**TASK DIRECTIONS:** Arrange the entries running from the line with "Segment the wire" through the line with "77 52 L 78 50" as a JSON list of strings, one string per line, with blank lines omitted.

◇ ◇ ◇ ◇

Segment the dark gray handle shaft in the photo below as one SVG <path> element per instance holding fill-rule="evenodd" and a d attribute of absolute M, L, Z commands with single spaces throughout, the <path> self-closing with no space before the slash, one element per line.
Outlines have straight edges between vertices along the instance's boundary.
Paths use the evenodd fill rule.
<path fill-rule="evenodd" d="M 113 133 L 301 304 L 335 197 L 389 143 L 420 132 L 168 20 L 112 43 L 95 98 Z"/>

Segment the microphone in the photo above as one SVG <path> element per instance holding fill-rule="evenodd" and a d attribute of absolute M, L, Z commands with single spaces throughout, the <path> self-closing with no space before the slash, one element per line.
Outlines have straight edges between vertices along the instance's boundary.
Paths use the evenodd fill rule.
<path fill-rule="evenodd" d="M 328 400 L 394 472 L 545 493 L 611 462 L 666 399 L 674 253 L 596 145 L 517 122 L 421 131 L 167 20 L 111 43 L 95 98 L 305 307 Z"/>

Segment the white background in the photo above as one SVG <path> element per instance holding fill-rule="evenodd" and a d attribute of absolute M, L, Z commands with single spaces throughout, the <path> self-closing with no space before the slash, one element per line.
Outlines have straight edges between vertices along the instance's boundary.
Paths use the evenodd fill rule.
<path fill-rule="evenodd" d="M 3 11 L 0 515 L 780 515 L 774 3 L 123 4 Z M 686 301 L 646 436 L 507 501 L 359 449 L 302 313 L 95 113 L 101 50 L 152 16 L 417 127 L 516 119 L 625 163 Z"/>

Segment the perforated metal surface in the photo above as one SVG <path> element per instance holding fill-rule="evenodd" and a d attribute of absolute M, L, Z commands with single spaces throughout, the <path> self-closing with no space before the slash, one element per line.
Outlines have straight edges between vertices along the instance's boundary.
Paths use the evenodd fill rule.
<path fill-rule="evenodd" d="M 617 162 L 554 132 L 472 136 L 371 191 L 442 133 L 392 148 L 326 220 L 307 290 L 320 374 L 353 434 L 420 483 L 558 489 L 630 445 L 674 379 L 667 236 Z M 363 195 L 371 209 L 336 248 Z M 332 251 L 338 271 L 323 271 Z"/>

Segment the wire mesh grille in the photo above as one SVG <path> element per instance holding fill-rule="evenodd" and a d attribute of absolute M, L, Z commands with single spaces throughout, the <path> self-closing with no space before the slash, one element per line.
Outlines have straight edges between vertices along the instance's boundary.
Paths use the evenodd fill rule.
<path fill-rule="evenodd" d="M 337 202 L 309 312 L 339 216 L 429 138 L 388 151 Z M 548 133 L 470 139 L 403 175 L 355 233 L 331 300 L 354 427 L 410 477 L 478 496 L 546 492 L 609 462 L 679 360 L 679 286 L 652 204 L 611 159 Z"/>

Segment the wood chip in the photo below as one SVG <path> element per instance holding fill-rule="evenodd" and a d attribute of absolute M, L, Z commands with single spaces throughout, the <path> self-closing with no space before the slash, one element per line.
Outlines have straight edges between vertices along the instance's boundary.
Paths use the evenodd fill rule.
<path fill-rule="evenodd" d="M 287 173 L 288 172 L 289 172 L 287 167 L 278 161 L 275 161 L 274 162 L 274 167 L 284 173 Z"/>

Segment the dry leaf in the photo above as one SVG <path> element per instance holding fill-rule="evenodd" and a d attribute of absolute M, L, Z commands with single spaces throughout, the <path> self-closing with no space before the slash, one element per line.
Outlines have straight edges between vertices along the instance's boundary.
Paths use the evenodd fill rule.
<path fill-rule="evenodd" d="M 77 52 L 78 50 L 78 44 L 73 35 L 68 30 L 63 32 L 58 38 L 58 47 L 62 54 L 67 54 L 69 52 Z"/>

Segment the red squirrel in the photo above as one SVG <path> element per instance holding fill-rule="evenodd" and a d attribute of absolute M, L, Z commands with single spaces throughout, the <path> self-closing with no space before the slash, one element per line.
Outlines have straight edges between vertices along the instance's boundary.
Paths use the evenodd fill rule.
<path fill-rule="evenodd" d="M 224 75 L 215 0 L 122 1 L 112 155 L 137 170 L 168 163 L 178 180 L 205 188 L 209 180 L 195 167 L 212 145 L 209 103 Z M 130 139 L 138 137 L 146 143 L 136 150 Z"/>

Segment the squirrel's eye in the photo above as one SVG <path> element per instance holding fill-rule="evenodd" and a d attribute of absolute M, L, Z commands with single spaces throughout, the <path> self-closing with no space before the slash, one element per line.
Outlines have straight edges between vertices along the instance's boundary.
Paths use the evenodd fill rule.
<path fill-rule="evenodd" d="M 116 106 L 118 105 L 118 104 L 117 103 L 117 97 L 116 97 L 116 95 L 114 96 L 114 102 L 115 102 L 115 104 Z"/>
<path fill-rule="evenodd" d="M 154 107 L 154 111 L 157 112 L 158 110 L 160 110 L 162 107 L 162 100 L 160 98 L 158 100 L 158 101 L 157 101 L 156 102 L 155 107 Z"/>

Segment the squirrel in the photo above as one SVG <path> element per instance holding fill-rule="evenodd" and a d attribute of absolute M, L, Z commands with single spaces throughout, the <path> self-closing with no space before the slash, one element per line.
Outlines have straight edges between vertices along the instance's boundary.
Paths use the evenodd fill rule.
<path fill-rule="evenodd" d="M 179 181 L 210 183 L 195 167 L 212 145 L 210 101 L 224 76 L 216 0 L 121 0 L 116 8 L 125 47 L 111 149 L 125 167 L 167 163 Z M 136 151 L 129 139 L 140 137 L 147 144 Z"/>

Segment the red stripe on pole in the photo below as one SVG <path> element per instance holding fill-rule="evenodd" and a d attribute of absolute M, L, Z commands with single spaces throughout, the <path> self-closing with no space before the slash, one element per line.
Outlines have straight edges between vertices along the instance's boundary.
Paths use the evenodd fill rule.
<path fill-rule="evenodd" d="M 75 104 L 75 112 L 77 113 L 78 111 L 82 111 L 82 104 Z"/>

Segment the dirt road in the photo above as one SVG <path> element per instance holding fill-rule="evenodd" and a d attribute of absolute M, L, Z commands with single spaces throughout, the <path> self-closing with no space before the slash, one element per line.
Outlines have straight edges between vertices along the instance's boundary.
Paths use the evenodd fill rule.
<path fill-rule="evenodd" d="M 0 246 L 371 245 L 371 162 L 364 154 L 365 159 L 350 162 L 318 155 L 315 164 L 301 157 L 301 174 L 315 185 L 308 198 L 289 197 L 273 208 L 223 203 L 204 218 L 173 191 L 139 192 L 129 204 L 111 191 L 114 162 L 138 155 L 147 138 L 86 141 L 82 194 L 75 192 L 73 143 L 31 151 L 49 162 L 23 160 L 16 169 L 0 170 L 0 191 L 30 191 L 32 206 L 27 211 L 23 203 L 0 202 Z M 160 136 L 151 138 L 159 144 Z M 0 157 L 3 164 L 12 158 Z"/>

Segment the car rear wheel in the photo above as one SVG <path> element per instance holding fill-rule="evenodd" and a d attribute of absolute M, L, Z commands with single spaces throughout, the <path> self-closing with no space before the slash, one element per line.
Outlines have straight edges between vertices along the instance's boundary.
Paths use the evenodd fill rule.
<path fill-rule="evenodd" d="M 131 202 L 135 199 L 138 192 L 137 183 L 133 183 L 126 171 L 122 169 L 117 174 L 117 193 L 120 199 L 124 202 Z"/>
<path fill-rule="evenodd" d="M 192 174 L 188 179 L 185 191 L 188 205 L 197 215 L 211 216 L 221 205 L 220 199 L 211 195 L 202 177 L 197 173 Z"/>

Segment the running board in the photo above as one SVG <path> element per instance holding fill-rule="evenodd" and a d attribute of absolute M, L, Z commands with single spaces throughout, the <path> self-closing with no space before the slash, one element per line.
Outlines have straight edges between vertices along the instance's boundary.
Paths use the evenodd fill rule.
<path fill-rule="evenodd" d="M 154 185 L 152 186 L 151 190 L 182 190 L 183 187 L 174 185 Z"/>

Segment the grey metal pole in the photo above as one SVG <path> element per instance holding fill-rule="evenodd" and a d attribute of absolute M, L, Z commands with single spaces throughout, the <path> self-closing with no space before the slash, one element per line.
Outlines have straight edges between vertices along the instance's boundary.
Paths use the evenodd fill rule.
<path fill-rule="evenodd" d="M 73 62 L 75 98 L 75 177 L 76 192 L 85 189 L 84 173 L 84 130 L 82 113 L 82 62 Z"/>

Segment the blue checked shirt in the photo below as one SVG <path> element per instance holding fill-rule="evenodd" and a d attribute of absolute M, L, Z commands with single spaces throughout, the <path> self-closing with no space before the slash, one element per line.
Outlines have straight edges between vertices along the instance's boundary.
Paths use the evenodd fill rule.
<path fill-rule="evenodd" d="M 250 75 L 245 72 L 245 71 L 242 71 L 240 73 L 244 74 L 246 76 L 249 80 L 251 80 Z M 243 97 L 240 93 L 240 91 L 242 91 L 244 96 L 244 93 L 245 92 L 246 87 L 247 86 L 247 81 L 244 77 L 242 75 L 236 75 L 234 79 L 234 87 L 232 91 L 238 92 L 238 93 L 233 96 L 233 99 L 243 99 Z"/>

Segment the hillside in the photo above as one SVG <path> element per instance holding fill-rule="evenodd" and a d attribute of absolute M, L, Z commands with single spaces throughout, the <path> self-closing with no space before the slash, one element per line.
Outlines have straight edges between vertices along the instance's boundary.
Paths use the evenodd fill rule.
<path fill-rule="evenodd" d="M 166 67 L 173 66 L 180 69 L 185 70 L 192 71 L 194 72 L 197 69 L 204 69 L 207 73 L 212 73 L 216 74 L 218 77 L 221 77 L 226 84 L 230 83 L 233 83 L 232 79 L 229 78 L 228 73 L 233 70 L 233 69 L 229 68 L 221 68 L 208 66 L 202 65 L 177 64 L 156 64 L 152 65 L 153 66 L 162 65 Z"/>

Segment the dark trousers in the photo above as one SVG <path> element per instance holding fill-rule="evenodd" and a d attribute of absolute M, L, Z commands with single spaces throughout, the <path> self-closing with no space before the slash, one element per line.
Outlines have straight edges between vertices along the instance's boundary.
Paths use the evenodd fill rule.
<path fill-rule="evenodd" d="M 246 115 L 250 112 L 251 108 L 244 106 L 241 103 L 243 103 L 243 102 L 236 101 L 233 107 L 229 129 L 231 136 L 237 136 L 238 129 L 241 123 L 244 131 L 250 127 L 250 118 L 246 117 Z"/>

◇ ◇ ◇ ◇

**SOLUTION TO THIS TASK:**
[
  "Segment the wire mesh grille in the photo above as one SVG <path> element per instance holding fill-rule=\"evenodd\" and a d attribute of absolute M, L, Z commands with single spaces throughout, the <path> self-closing with no space before the slash, one element per line.",
  "Outlines have straight edges between vertices along the instance's boundary.",
  "Paths use the evenodd fill rule.",
  "<path fill-rule=\"evenodd\" d=\"M 337 202 L 309 312 L 339 216 L 429 138 L 388 151 Z M 548 133 L 470 139 L 403 175 L 355 233 L 331 300 L 354 427 L 410 477 L 478 496 L 546 492 L 609 462 L 679 360 L 679 286 L 652 204 L 611 159 Z\"/>",
  "Segment the wood chip in the photo below as one SVG <path> element per instance holding fill-rule=\"evenodd\" and a d attribute of absolute M, L, Z commands with single spaces throughout, the <path> self-closing with no space before the slash, one element per line.",
  "Outlines have straight edges between vertices along the instance's boundary.",
  "Paths use the evenodd fill rule.",
  "<path fill-rule=\"evenodd\" d=\"M 287 173 L 288 172 L 289 172 L 287 167 L 278 161 L 275 161 L 274 162 L 274 167 L 284 173 Z\"/>",
  "Segment the dry leaf in the photo above as one SVG <path> element per instance holding fill-rule=\"evenodd\" and a d attribute of absolute M, L, Z commands with single spaces throughout, the <path> self-closing with no space before the slash, one element per line.",
  "Outlines have straight edges between vertices along the instance's boundary.",
  "Paths use the evenodd fill rule.",
  "<path fill-rule=\"evenodd\" d=\"M 77 52 L 78 50 L 78 44 L 73 35 L 68 30 L 63 32 L 58 38 L 58 47 L 62 54 L 67 54 L 69 52 Z\"/>"
]